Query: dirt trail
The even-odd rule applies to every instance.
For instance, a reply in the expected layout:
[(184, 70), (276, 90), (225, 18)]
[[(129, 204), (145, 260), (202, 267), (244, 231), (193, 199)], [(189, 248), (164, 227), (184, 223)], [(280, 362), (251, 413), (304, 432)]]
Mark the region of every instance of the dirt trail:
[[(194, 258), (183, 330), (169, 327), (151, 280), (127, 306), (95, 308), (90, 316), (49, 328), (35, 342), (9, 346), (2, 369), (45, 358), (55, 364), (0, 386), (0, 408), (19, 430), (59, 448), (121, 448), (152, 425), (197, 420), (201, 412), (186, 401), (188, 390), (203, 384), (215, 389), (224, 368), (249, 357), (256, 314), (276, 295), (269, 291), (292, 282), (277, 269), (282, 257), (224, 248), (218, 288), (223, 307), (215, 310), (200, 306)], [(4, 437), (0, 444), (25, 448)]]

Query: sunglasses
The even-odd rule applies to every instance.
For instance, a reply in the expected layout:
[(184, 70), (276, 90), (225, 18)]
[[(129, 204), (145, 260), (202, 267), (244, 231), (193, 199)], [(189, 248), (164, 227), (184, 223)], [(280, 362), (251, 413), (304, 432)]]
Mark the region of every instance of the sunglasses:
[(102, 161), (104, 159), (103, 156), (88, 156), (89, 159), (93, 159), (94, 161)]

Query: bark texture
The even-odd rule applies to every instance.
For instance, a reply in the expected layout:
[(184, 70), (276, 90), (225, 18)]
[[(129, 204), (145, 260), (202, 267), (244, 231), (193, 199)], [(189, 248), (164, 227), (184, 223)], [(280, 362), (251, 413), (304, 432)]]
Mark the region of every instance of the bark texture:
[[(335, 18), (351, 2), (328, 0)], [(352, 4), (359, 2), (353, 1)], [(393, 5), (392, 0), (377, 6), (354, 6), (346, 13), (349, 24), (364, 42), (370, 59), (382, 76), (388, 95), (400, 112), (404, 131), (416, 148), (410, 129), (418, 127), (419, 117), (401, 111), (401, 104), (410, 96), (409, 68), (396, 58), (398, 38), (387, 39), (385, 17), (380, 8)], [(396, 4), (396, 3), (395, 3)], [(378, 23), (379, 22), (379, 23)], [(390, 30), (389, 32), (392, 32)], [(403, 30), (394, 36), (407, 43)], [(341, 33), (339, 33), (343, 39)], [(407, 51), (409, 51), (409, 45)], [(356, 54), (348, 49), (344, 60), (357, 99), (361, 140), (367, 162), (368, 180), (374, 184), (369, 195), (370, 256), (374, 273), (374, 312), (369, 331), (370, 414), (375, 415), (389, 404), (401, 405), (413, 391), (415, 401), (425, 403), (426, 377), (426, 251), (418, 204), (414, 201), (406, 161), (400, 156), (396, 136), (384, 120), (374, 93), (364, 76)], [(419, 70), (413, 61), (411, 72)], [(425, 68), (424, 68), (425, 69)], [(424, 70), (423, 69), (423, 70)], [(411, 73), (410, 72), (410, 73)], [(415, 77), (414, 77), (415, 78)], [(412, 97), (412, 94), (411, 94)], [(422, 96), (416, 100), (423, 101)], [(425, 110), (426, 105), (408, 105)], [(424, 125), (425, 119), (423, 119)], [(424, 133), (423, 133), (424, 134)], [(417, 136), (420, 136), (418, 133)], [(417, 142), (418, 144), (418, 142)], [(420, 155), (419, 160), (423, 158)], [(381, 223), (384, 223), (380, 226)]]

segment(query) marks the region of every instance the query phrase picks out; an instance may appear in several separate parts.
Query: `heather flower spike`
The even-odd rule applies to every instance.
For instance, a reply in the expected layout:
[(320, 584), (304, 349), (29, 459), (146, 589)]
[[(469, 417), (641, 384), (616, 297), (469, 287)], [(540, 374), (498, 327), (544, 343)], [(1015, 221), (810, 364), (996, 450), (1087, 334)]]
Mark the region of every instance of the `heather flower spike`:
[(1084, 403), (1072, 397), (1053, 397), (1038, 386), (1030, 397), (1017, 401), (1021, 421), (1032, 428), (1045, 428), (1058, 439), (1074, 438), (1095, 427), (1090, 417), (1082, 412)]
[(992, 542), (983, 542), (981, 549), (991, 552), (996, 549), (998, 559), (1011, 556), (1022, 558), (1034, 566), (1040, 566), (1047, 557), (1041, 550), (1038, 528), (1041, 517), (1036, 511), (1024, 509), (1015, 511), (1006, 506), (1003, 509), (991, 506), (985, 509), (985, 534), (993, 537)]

* * *

**EXERCISE OBJECTIVE**
The reply is to be an exact copy of the listing.

**OUTPUT OF THE TASK**
Query: dirt trail
The even-odd rule applies to every instance.
For instance, a reply in the expected layout:
[(184, 70), (276, 90), (225, 18)]
[[(129, 204), (145, 260), (202, 267), (244, 231), (193, 199)], [(189, 248), (164, 227), (184, 223)], [(280, 362), (251, 413), (304, 432)]]
Mark the region of every instance of the dirt trail:
[[(194, 258), (183, 330), (169, 327), (151, 280), (127, 306), (95, 308), (90, 316), (49, 328), (35, 342), (9, 346), (2, 369), (45, 358), (55, 364), (0, 386), (0, 408), (19, 430), (59, 448), (121, 448), (152, 425), (197, 420), (201, 412), (186, 401), (188, 390), (203, 384), (215, 389), (224, 368), (249, 357), (256, 314), (276, 295), (269, 291), (292, 282), (277, 269), (282, 257), (224, 248), (218, 288), (223, 307), (215, 310), (200, 306)], [(4, 437), (0, 444), (25, 448)]]

Query: sunglasses
The even-odd rule applies to every instance.
For instance, a reply in the expected layout:
[(184, 70), (276, 90), (225, 18)]
[[(129, 204), (145, 260), (202, 267), (244, 231), (193, 199)], [(189, 248), (164, 227), (184, 223)], [(280, 362), (251, 413), (304, 432)]]
Mark the region of every instance of the sunglasses:
[(102, 161), (104, 159), (103, 156), (88, 156), (89, 159), (93, 159), (94, 161)]

Query: bark texture
The even-odd rule applies to every instance.
For instance, a reply in the expected layout:
[(184, 70), (276, 90), (225, 18)]
[[(129, 204), (145, 260), (202, 267), (244, 231), (193, 199)], [(189, 248), (164, 227), (184, 223)], [(280, 362), (251, 413), (304, 432)]]
Mark the region of every instance of the bark texture:
[[(335, 18), (351, 2), (328, 0)], [(352, 4), (359, 2), (353, 1)], [(393, 5), (392, 0), (377, 6), (354, 6), (346, 13), (349, 24), (364, 42), (370, 59), (382, 76), (388, 95), (400, 112), (404, 131), (416, 148), (410, 129), (418, 127), (419, 117), (401, 111), (401, 104), (410, 96), (409, 68), (396, 58), (398, 38), (387, 39), (385, 17), (380, 8)], [(396, 4), (396, 3), (395, 3)], [(378, 23), (379, 22), (379, 23)], [(390, 30), (389, 32), (392, 32)], [(403, 30), (394, 36), (407, 43)], [(341, 33), (339, 33), (343, 39)], [(407, 51), (409, 51), (409, 45)], [(356, 54), (348, 49), (344, 60), (357, 99), (361, 140), (367, 162), (368, 180), (374, 184), (369, 195), (370, 256), (374, 273), (374, 312), (369, 331), (370, 414), (375, 415), (389, 404), (401, 405), (413, 391), (415, 401), (425, 403), (426, 377), (426, 251), (418, 204), (414, 201), (406, 161), (400, 156), (396, 136), (384, 120), (374, 93), (364, 76)], [(419, 70), (413, 61), (411, 72)], [(425, 68), (424, 68), (425, 69)], [(424, 70), (423, 69), (423, 70)], [(411, 73), (410, 72), (410, 73)], [(415, 77), (414, 77), (415, 78)], [(412, 97), (412, 94), (411, 94)], [(422, 96), (416, 100), (423, 101)], [(425, 110), (426, 105), (408, 105)], [(424, 125), (425, 119), (423, 119)], [(424, 133), (423, 133), (424, 134)], [(417, 136), (420, 136), (418, 133)], [(417, 142), (418, 144), (418, 142)], [(420, 155), (419, 160), (423, 158)], [(381, 223), (384, 223), (380, 226)]]

segment(query) marks the region of every instance the query phrase picks out; an instance may appear in several separate parts.
Query: `heather flower spike`
The even-odd rule applies to every instance.
For instance, a reply in the expected layout:
[(320, 584), (304, 349), (29, 459), (146, 589)]
[[(469, 417), (641, 384), (616, 297), (469, 287)], [(540, 374), (498, 327), (544, 343)], [(1015, 221), (810, 364), (996, 450), (1087, 334)]]
Mark the region of every instance of the `heather flower spike`:
[(1084, 403), (1072, 397), (1053, 397), (1038, 386), (1030, 397), (1017, 401), (1021, 421), (1032, 428), (1045, 428), (1058, 439), (1074, 438), (1095, 427), (1090, 417), (1082, 412)]
[(992, 542), (983, 542), (981, 549), (991, 552), (996, 549), (998, 559), (1011, 556), (1022, 558), (1034, 566), (1040, 566), (1047, 557), (1041, 550), (1038, 528), (1041, 517), (1036, 511), (1024, 509), (1015, 511), (1006, 506), (1003, 509), (991, 506), (985, 509), (985, 534), (993, 537)]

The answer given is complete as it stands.